[RAW DATA]

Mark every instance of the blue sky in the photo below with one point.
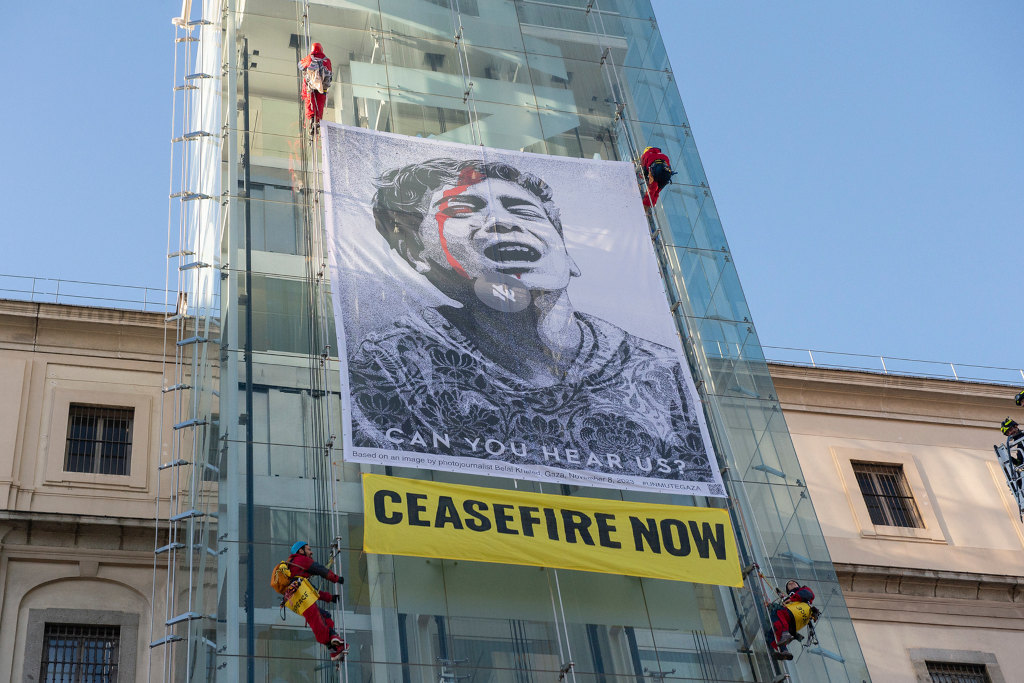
(867, 161)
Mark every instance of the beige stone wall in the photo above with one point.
(75, 544)
(950, 591)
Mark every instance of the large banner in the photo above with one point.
(503, 313)
(434, 519)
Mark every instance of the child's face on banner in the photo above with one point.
(495, 226)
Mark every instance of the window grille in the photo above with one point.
(80, 653)
(98, 439)
(887, 495)
(949, 672)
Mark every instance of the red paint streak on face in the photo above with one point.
(467, 178)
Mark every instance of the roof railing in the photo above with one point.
(887, 365)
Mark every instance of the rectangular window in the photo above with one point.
(887, 495)
(80, 653)
(948, 672)
(98, 439)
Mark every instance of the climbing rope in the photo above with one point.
(323, 430)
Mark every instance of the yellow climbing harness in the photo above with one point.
(801, 613)
(300, 596)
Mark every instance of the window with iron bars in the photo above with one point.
(98, 439)
(887, 495)
(949, 672)
(80, 653)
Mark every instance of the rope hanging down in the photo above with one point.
(321, 437)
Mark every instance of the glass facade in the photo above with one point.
(577, 78)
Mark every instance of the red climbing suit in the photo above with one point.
(793, 615)
(649, 157)
(314, 101)
(318, 620)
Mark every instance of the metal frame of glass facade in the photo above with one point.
(262, 467)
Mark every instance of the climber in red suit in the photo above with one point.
(315, 80)
(656, 172)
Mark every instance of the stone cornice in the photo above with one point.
(870, 581)
(80, 313)
(858, 393)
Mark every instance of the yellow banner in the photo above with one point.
(452, 521)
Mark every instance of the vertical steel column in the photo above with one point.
(250, 546)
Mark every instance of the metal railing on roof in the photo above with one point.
(893, 366)
(79, 293)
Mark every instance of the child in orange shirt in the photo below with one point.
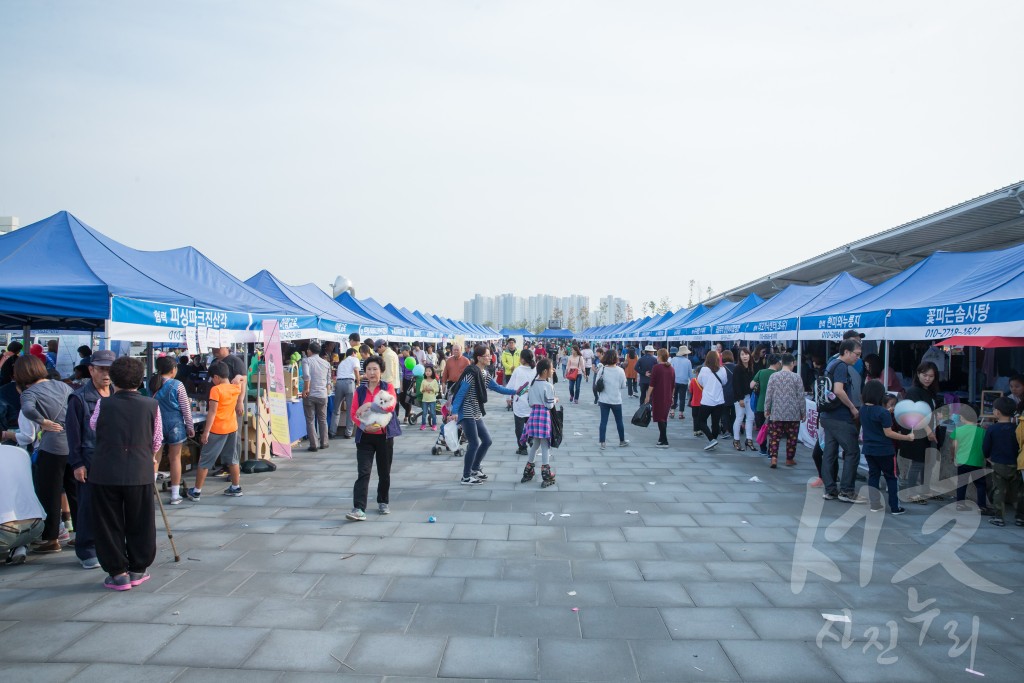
(695, 393)
(220, 436)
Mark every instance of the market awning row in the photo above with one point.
(60, 273)
(948, 294)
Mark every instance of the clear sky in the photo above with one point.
(429, 150)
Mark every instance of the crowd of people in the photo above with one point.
(81, 454)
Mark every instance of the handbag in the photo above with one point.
(762, 434)
(572, 373)
(556, 427)
(642, 417)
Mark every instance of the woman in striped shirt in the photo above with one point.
(467, 408)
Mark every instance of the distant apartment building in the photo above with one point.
(573, 311)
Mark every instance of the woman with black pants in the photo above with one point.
(373, 442)
(45, 402)
(712, 380)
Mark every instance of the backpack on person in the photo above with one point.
(728, 389)
(824, 397)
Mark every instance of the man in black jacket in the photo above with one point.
(81, 443)
(128, 432)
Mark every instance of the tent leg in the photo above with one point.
(972, 374)
(148, 359)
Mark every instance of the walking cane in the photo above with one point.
(170, 537)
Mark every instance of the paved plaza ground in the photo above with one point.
(640, 564)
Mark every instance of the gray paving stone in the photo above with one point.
(50, 603)
(500, 591)
(398, 565)
(638, 623)
(469, 567)
(38, 673)
(465, 620)
(696, 660)
(371, 616)
(396, 655)
(538, 622)
(437, 548)
(350, 588)
(119, 643)
(576, 550)
(30, 641)
(384, 546)
(523, 532)
(605, 569)
(587, 660)
(422, 589)
(480, 531)
(506, 549)
(263, 584)
(208, 610)
(118, 673)
(489, 657)
(649, 594)
(539, 569)
(707, 623)
(301, 650)
(229, 676)
(725, 594)
(133, 606)
(289, 613)
(587, 593)
(778, 660)
(211, 645)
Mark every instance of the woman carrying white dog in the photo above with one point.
(372, 439)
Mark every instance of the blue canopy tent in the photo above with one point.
(718, 323)
(61, 272)
(333, 322)
(554, 334)
(676, 326)
(649, 330)
(660, 331)
(947, 294)
(777, 318)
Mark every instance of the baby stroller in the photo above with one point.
(441, 443)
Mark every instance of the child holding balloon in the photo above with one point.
(879, 436)
(428, 389)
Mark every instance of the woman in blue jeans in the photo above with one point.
(612, 380)
(467, 408)
(579, 365)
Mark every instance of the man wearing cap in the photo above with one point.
(81, 443)
(684, 371)
(315, 378)
(510, 359)
(236, 367)
(644, 367)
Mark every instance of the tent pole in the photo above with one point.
(972, 378)
(245, 415)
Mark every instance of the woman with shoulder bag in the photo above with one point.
(712, 379)
(610, 382)
(573, 373)
(663, 384)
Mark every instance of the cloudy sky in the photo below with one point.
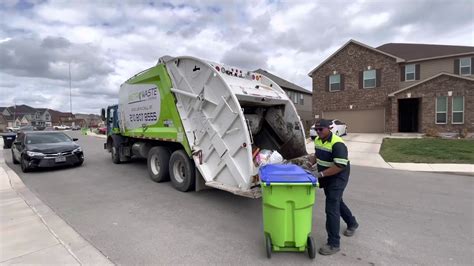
(106, 42)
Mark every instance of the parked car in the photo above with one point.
(35, 149)
(62, 127)
(102, 130)
(337, 127)
(13, 129)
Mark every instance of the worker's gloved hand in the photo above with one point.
(317, 174)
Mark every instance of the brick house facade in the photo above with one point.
(366, 88)
(427, 93)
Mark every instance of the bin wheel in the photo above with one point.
(268, 246)
(311, 248)
(15, 161)
(115, 154)
(24, 165)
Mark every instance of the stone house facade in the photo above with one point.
(375, 91)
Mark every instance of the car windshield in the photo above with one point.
(47, 138)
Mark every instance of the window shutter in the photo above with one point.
(342, 82)
(417, 72)
(472, 65)
(327, 83)
(378, 77)
(456, 66)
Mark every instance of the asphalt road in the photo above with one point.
(404, 217)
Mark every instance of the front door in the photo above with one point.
(408, 115)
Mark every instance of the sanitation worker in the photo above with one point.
(332, 170)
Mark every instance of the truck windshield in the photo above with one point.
(47, 138)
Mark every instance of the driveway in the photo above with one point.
(363, 149)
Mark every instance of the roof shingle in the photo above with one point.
(413, 51)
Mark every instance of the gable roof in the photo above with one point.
(398, 59)
(414, 51)
(282, 82)
(21, 109)
(426, 80)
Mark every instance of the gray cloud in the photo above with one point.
(107, 42)
(50, 58)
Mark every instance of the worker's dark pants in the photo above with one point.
(336, 208)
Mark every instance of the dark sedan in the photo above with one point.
(33, 149)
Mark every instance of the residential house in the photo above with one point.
(18, 114)
(301, 98)
(60, 118)
(397, 87)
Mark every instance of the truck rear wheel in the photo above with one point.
(182, 171)
(158, 164)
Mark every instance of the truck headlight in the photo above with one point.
(34, 154)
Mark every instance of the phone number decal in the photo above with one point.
(143, 117)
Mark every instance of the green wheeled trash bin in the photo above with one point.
(288, 195)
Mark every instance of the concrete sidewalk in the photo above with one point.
(31, 233)
(364, 151)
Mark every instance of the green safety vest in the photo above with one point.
(324, 154)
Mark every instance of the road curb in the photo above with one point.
(72, 241)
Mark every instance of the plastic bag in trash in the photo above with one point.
(275, 158)
(268, 157)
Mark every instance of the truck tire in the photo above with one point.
(182, 173)
(158, 160)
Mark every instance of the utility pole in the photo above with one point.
(70, 90)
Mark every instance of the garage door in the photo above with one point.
(363, 121)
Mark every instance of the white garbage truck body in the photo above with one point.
(224, 112)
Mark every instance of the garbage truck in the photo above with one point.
(199, 123)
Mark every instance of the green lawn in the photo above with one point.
(428, 150)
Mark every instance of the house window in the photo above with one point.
(410, 72)
(369, 79)
(335, 82)
(441, 110)
(458, 110)
(465, 66)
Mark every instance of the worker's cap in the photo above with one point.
(322, 123)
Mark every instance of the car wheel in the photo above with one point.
(158, 161)
(15, 161)
(24, 165)
(182, 171)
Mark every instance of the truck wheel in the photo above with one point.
(115, 154)
(182, 171)
(158, 164)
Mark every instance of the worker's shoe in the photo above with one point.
(351, 230)
(328, 250)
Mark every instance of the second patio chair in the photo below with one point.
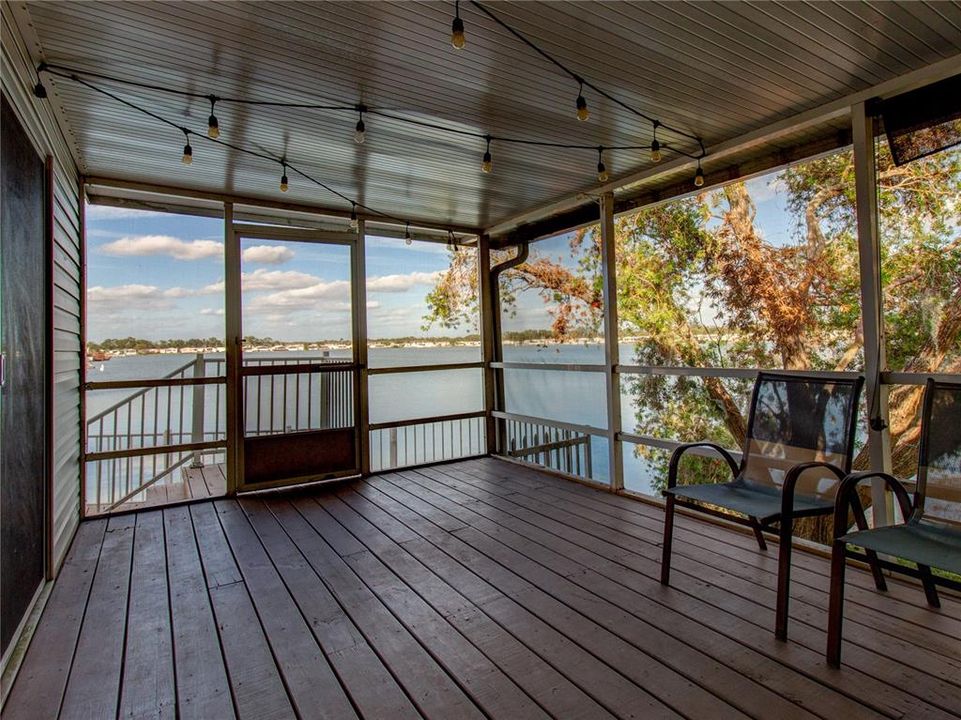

[/RAW DATA]

*EXERCISE GOAL*: Make an exact copy of all entries above, dropping the images.

*SOLUTION TO THE EXERCISE*:
Mark every instance of the blue sky in the photo below with one point.
(867, 161)
Mark every instance of the beige stone wall in the photo above with one point.
(75, 544)
(950, 591)
Mark every instance of the large banner in the photo above with one point.
(503, 313)
(434, 519)
Mark every instance of the child's face on banner in the photo above with one point.
(495, 226)
Mark every instance of the window grille in the photo above with one point.
(80, 653)
(98, 439)
(887, 495)
(949, 672)
Mark every instance of the red paint streak on face in the photo above with one point.
(467, 178)
Mark every instance of the roof railing in the photo above with one point.
(887, 365)
Mark every instance of the rectangular window in the photo above with one point.
(887, 495)
(80, 653)
(948, 672)
(98, 439)
Mark every instance of the climbing rope in the photo above with one point.
(323, 430)
Mark every instance of the yellow climbing harness in the photo above with one point.
(801, 613)
(300, 596)
Mark every instance of the window with iron bars in the photo above with one point.
(98, 439)
(887, 495)
(949, 672)
(80, 653)
Mark every instance of the rope hanging down in the photo above with one point.
(321, 437)
Mark every instance of the glass facade in the photo above with one point.
(577, 78)
Mark every instance of the red climbing suit in the photo above with one point.
(793, 615)
(649, 157)
(314, 101)
(318, 620)
Mark every instance of the metal frame of glass facade in the photo above with one point.
(262, 467)
Mark every instance of the climber in red suit in the photo above with one point.
(315, 80)
(656, 172)
Mark every instance of the stone cornice in the photo above with one point.
(870, 581)
(80, 313)
(858, 393)
Mark every instance of the yellow banner in the photo above with one point.
(452, 521)
Mark every instance of the vertical steel column in the photo above with one point.
(250, 546)
Mark every instance of the metal railing on roof in the photo above with one point.
(893, 366)
(79, 293)
Mark every instance of the child in orange shirt in the photo below with one point.
(695, 393)
(220, 436)
Mark every instance of the market awning row in the photo above with one point.
(60, 273)
(948, 294)
Mark every instance of the clear sky in the photo above with one point.
(429, 150)
Mark every instance of the crowd of people in the photo above with one point.
(81, 454)
Mark every instance of the handbag in the photo above with one point.
(762, 434)
(572, 373)
(556, 427)
(642, 417)
Mark every instance of the woman in striped shirt in the photo above with one point.
(467, 408)
Mark every instance of the distant apartment building in the photo above with one point.
(573, 311)
Mark every instance of the woman with black pants in the photo above with one point.
(373, 442)
(45, 402)
(712, 380)
Mark every instance of the backpack on person in the photo above with one point.
(728, 389)
(824, 397)
Mark every instance of the man in black jacket in the photo above with one point.
(81, 443)
(128, 432)
Mark every instance of the tent leg in the photo above with one point.
(972, 374)
(148, 359)
Mark every instance of the walking cane in the photo above with one point.
(170, 537)
Mark every instance of the paved plaza ground in the photo above with one point.
(640, 564)
Mark every instance of the gray paving stone in the photo above with one point.
(50, 603)
(500, 591)
(398, 565)
(638, 623)
(469, 567)
(38, 673)
(465, 620)
(696, 660)
(371, 616)
(396, 655)
(538, 622)
(437, 548)
(350, 588)
(119, 643)
(576, 550)
(30, 641)
(384, 546)
(523, 532)
(605, 569)
(587, 660)
(422, 589)
(480, 531)
(506, 549)
(263, 584)
(208, 610)
(118, 673)
(489, 657)
(649, 594)
(539, 569)
(707, 623)
(301, 650)
(229, 676)
(725, 594)
(133, 606)
(289, 613)
(587, 593)
(778, 660)
(211, 645)
Mark every instance of the woman carrying white dog in the photo above with one point.
(372, 439)
Mark every instance of the blue canopy tent in the photo above with one point.
(718, 323)
(61, 272)
(333, 322)
(554, 334)
(676, 326)
(649, 330)
(660, 331)
(947, 294)
(777, 318)
Mark every instance of the baby stroller in the photo above with one point.
(441, 443)
Mark every instance of the child holding balloon in the photo above with one point.
(879, 436)
(428, 389)
Mark every instance of the woman in blue jeans in the photo above with one point.
(612, 380)
(467, 408)
(579, 365)
Mark every instance of the man wearing cap in the photo above with one point.
(81, 443)
(684, 371)
(315, 378)
(510, 359)
(236, 367)
(644, 367)
Mark every instance of the tent pole in the photo above with one point.
(972, 378)
(245, 415)
Mark every instance of the woman with shoulder bag in the photo above with one point.
(712, 379)
(610, 382)
(573, 373)
(663, 384)
Mark every instance of the cloudy sky in the photo below with one point.
(106, 42)
Mark every instance of the parked car in the photo above with one point.
(35, 149)
(62, 127)
(102, 130)
(337, 127)
(13, 129)
Mark every instance of the worker's gloved hand in the photo above with one point.
(317, 174)
Mark every instance of the brick house facade in the photo above with one point.
(366, 88)
(427, 93)
Mark every instance of the bin wheel in the photo above with one point.
(268, 246)
(311, 248)
(15, 161)
(115, 154)
(24, 165)
Mark every instance of the stone house facade in the photo above with one point.
(375, 91)
Mark every instance of the car windshield in the photo above with one point.
(47, 138)
Mark every instance of the window shutter in the photo above with one point.
(342, 82)
(417, 72)
(472, 65)
(327, 83)
(378, 77)
(456, 66)
Mark every instance of the asphalt road in the photo above with one point.
(404, 217)
Mark every instance of the front door in the photo above with one point.
(408, 115)
Mark every instance of the sanitation worker in the photo above with one point.
(332, 170)
Mark every instance of the truck windshield in the photo above with one point.
(47, 138)
Mark every instance of the driveway in the photo above with one point.
(363, 149)
Mark every instance of the roof shingle in the photo above with one point.
(413, 51)
Mark every instance of the gable roof in the photo above with one point.
(398, 59)
(414, 51)
(282, 82)
(21, 109)
(426, 80)
Mark every instance of the gray cloud in the photo above with one point.
(107, 42)
(50, 58)
Mark every instance of the worker's dark pants in the photo above with one point.
(336, 208)
Mark every instance of the dark sedan in the photo above with one point.
(33, 149)
Mark every instance of the residential house in the photo above with one point.
(18, 114)
(301, 98)
(60, 118)
(397, 87)
Mark every instance of the truck rear wheel in the photo above with one point.
(182, 171)
(158, 164)
Mark every instance of the truck headlight in the photo above with one point.
(34, 154)
Mark every instance of the phone number decal in the photo above with one point.
(143, 117)
Mark every instance of the green wheeled trash bin in the photo above with one point.
(288, 195)
Mark every instance of the concrete sidewalk in the photo above with one point.
(31, 233)
(364, 151)
Mark every instance of the green safety vest in the photo above with one point.
(324, 154)
Mark every instance of the road curb in the photo above with one point.
(72, 241)
Mark every instance of the plastic bag in trash in the photo above with one point.
(275, 158)
(268, 157)
Mark every instance of the truck tire in the photo above with one point.
(182, 173)
(158, 160)
Mark every instance of the utility pole in the photo above with one point.
(70, 90)
Mark every instance of the garage door in the photo above with one point.
(363, 121)
Mark every instance of the white garbage truck body in the photo above with one point.
(224, 112)
Mark every instance of the garbage truck in the photo above with one point.
(199, 123)
Mark every instance of the green lawn in the photo above with one point.
(428, 150)
Mark every instance of the house window in the photo above with one point.
(410, 72)
(369, 79)
(335, 82)
(441, 110)
(458, 110)
(465, 66)
Mark every instance of the worker's cap in the photo above with one point.
(322, 123)
Mark every instance of the car wheel in the photo above with one point.
(158, 161)
(15, 161)
(24, 165)
(182, 171)
Mark every instance of the truck wheel in the photo above with one point.
(115, 154)
(182, 171)
(158, 164)
Mark every instance of the worker's shoe in the photo above with one point.
(351, 230)
(328, 250)
Mark every instance of the second patio chair in the photo below with one point.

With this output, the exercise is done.